**Exercise directions**
The pictures are to be left out when the listing below is reproduced word for word.

**Given records**
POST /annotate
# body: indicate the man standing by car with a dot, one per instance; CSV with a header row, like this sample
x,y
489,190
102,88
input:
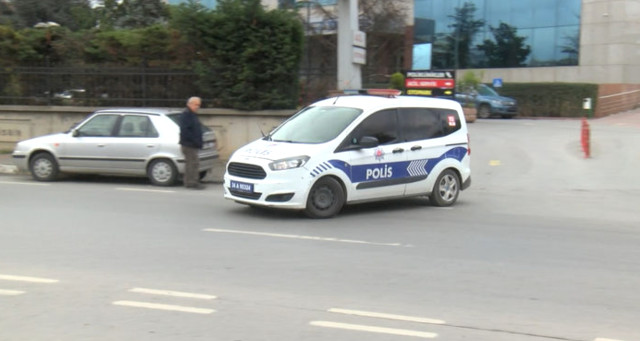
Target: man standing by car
x,y
191,142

**Output of the exercise**
POST /annotate
# body: indicate the man standing by car with a dot, one per instance; CSV with a header row, like this sample
x,y
489,190
102,88
input:
Target: man standing by car
x,y
191,142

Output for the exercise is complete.